**TEXT EXTRACT:**
[Start]

Are the GOP (Bush Forces) at work to kill this market and the economy?

CSEonTSC:

Conspiracy theory does very little for me. Next!

Question:

Do you think tech stock will come back? It's taken a beating now.

CSEonTSC:

I think you are beginning to see some very good value in large tech. However, growth is slowing and that means you can't expect the real strong surges you have seen in prices in the past.

CSEonTSC:

But, yes, value is becoming more obvious.

Question:

I bought AOL at $53 1/2. Why isnt AOL jumping after what seems like good news?

CSEonTSC:

Overhang of the Time Warner merger and what that means to the growth rate. Still a core holding and part of my portfolio. Think you will see the stock make a meaningful move once the merger is complete and operations intergrated.

Question:

If a major retailer comes in with a warning is it too risky to short sell other retailers in a bear market like this?

CSEonTSC:

Very good question. Clearly, you saw HD's warning take the entire sector down this morning.

CSEonTSC:

However, I have to think that many of the traditional retailers are too cheap to short here and I dont think I would touch a Kohl's, a Target, or a Wal-Mart because of their potential to surprise on the upside.

Question:

I am looking to diversify. Would a health care mutual fund be a good way or do I just diversify by small, mid, large, value, blend etc...?

CSEonTSC:

Sector funds clearly can have a place in a mutual-fund portfolio. It really depends on the size of your holdings, your time frame and the fundamental analysis you use to arrive at sector choices.

CSEonTSC:

I generally say keep the core portion of your portfolio in core funds and use small amounts to make sector bets if you are general investor looking to retirement. However, sector funds can be very rewarding ¿ they also increase the risk in your portfolio, however.

Question:

Which tech sector is a good buy?

CSEonTSC:

Even though you are seeing some telephony problems, I still like the big names there --

CSEonTSC:

I am long CSCO and NT. Would not touch Lucent . . .yet.

Question:

At this point in the market what are you doing with your own portfolio?

Question:

Are you hanging in there? Shifting to safer stocks, or getting out all the way?

[End]

**MATERIAL SUPPLIED:**
[Start]

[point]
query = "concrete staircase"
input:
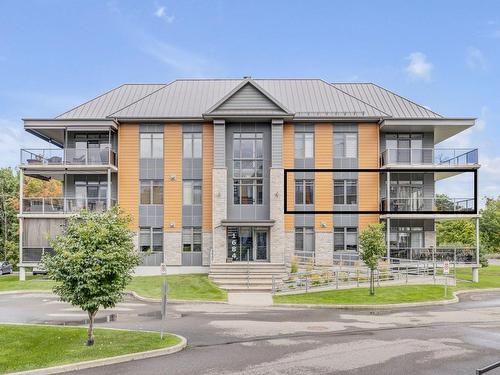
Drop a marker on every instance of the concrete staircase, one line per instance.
(240, 277)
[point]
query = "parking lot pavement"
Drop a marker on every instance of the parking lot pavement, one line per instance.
(225, 339)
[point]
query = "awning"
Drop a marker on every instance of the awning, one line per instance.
(247, 223)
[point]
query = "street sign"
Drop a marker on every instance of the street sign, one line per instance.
(446, 267)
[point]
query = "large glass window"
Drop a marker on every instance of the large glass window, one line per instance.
(304, 240)
(345, 145)
(304, 191)
(191, 239)
(345, 191)
(191, 192)
(151, 192)
(151, 145)
(248, 166)
(345, 238)
(191, 145)
(304, 145)
(150, 239)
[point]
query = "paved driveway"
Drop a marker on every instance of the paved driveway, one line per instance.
(223, 339)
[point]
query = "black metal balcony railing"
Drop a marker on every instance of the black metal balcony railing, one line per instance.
(63, 205)
(35, 254)
(68, 156)
(429, 156)
(429, 204)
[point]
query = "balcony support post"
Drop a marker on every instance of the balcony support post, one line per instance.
(388, 192)
(388, 239)
(108, 191)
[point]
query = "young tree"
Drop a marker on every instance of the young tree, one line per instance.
(93, 262)
(372, 247)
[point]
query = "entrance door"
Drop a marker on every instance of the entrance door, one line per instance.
(261, 244)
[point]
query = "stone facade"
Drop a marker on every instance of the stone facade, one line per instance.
(207, 245)
(277, 240)
(324, 248)
(219, 213)
(172, 247)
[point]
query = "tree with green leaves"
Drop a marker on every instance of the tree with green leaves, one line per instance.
(93, 262)
(372, 248)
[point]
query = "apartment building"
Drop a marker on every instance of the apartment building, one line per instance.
(200, 167)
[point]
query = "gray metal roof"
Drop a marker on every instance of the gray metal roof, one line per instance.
(387, 101)
(304, 98)
(103, 105)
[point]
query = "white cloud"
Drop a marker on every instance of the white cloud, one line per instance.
(180, 60)
(14, 137)
(475, 59)
(161, 12)
(419, 68)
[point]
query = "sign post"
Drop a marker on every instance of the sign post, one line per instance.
(446, 271)
(163, 270)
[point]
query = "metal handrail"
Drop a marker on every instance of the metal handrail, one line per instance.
(432, 156)
(63, 204)
(68, 156)
(429, 204)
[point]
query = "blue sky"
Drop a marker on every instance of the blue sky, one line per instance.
(55, 54)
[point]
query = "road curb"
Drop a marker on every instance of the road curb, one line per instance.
(455, 299)
(179, 301)
(108, 361)
(129, 292)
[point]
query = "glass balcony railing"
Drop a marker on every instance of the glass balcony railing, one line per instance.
(63, 205)
(437, 205)
(429, 156)
(68, 156)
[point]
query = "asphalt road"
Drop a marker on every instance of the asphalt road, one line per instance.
(223, 339)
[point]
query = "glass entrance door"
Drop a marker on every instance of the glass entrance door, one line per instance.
(261, 245)
(247, 244)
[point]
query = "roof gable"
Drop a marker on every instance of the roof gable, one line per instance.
(248, 98)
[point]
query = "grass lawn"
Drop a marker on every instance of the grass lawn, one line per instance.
(30, 346)
(383, 295)
(489, 277)
(11, 282)
(185, 287)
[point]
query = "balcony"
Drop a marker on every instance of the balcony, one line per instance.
(434, 205)
(444, 157)
(63, 205)
(68, 157)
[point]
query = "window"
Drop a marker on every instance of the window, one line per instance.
(151, 192)
(345, 191)
(151, 145)
(191, 239)
(345, 145)
(248, 167)
(151, 239)
(345, 238)
(191, 192)
(304, 145)
(304, 239)
(191, 145)
(304, 191)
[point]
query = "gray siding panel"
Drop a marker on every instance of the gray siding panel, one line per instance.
(277, 145)
(219, 145)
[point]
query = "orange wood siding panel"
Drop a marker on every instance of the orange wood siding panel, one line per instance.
(172, 151)
(128, 172)
(368, 182)
(288, 162)
(208, 164)
(323, 182)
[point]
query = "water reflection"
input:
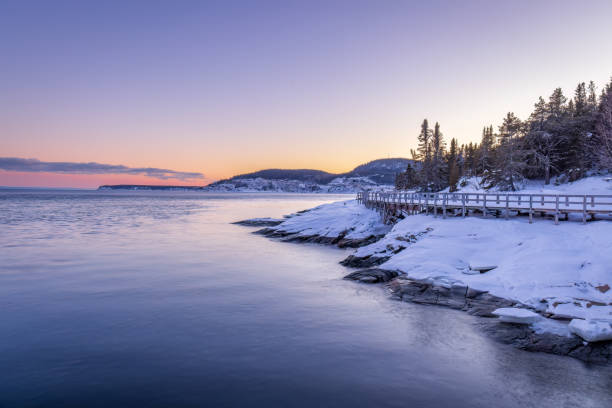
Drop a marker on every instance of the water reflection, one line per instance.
(168, 304)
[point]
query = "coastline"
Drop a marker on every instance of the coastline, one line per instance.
(381, 257)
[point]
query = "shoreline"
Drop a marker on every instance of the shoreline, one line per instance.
(549, 335)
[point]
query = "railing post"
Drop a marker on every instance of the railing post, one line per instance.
(484, 206)
(530, 209)
(444, 202)
(507, 206)
(435, 205)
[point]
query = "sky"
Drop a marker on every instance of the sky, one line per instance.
(188, 92)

[End]

**WRITTEN REQUEST A:** Using the stock market chat, decide whether each statement agrees with it: (i) AOL is in the expert's own portfolio; (ii) the expert would short sell Target; (iii) the expert holds Lucent. For each, answer yes or no and quote the words from the chat that settle it.
**WRITTEN REQUEST B:** List every retailer named in the stock market chat.
**WRITTEN REQUEST C:** Write what comes next in the stock market chat, starting after its last question.

**FINAL ANSWER A:**
(i) Yes: "Still a core holding and part of my portfolio."
(ii) No: "I dont think I would touch a Kohl's, a Target, or a Wal-Mart"
(iii) No: "Would not touch Lucent . . .yet."

**FINAL ANSWER B:** HD, Kohl's, Target, Wal-Mart

**FINAL ANSWER C:**
CSEonTSC:

I've tried to be out of the way but I am beginning to see some value in tech,and I also think there is relative value in a number of the regional financial names, as long as I can get comfortable with credit risk.

Question:

What's Mr. Buffett up to lately?

CSEonTSC:

Let me get him on the phone and ask him...

CSEonTSC:

No seriously, he did purchase the big carpet company, Shaw Industries (pending) and I do think he is still sniffing around the utility industry to build his investment in Mid-American Energy.

CSEonTSC:

I also think he is sitting back and quietly saying "I told you so" about the valuation issue.

CSEonTSC:

I do think he is also quietly on the prowl for a number of very good buys as this market seems to be reacting at the opposite end of the valuation spectrum.

Question:

Do you see LU as a takeover target? Maybe JDSU will acquire them too? They have been on a roll buying up everything.

CSEonTSC:

Interesting thought: Thought about the possibility myself but I don't think the market environment is right ¿ yet. (Note, the second time I have used the word yet with regard to Lucent ¿ that should be a hint.

Question:

Which energy and utility stocks are good buy?

CSEonTSC:

First, a personal plug, see my piece yesterday on the oil and gas sector with a list of good stocks to look at

TheStreet.com

.

CSEonTSC:

On the utility front, I think you want to look at those companies that are taking advantag of the convergence theme and deregulation. That list includes El Paso Energy, Dynegy, AES, NRG, Calpine and Southern Energy (Long SOE).

CSEonTSC:

Also the consolidation plays are interesting -- the combination of PECO and Unicom builds a very attractive franchise. (Long PE)

SageMoola

Thank you very much for joining us today, Mr. Edmonds!

CSEonTSC:

Thank you. The folks at Sage are always great and your questions show how thoughtful the participants are. A couple of words in this difficult market.

CSEonTSC:

Patience, prudence and a conservative bent is the way to play. There is always tomorrow and your goal in a market like this is to protect yourself so you can come back to play tomorrow. I can't say that often enough.

CSEonTSC:

Be careful out there! See you on

TheStreet.com

.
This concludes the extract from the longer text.